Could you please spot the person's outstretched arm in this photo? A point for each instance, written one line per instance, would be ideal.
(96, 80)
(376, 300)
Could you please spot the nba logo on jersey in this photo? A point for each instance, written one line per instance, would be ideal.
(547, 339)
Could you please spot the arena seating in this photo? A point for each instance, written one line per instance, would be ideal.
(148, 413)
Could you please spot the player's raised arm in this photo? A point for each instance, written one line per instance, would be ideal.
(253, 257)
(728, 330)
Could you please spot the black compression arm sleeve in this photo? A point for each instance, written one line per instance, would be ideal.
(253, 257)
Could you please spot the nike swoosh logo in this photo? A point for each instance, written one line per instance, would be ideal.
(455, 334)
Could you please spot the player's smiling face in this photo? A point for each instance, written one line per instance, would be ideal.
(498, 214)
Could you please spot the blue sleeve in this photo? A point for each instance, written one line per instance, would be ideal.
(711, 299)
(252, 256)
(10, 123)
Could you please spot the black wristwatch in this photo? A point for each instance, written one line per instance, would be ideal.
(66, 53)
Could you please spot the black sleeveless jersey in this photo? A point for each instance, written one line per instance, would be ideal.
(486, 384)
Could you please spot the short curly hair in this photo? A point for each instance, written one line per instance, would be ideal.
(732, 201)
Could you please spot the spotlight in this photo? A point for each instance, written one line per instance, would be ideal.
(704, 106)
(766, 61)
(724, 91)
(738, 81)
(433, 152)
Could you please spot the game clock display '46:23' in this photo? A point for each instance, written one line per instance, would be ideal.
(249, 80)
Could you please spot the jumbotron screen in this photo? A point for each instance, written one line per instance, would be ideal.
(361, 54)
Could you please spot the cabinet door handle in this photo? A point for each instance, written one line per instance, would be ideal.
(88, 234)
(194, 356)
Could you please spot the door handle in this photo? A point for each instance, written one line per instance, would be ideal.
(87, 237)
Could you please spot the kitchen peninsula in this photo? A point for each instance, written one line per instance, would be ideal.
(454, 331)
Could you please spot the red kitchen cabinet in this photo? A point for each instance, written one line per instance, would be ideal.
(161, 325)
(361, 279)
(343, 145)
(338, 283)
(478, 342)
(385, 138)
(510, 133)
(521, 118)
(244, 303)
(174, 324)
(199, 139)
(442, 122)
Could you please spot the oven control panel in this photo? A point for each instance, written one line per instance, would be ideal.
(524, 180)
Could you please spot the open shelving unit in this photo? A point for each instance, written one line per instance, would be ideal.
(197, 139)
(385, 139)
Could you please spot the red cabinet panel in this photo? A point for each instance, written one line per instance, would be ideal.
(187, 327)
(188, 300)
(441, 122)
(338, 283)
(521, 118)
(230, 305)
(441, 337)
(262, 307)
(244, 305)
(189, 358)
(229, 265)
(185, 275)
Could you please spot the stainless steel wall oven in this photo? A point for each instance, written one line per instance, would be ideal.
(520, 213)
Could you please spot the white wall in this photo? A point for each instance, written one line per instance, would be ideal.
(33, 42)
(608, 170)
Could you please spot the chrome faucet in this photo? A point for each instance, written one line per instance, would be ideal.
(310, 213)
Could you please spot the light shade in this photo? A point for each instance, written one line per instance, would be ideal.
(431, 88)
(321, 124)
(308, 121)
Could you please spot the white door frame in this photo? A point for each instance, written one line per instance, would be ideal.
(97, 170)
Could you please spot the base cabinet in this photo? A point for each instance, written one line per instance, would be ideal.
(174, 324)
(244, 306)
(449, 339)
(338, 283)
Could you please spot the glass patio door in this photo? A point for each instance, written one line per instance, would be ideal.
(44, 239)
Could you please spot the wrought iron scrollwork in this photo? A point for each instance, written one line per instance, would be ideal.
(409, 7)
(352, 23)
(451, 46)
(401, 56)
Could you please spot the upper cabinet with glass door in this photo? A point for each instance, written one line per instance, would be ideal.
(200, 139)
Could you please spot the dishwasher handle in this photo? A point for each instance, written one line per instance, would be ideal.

****************

* _What needs to be done_
Can you quote, word for word, every line from the one containing "Could you please spot the upper" to the last line of the rows?

* _Written solution_
Could you please spot the upper cabinet with glass door in this photo? A point for each instance, written one line per instance, would be ideal.
(200, 139)
Could you please spot the dishwasher handle in this photo? A point for each instance, written one line per instance, would be ideal.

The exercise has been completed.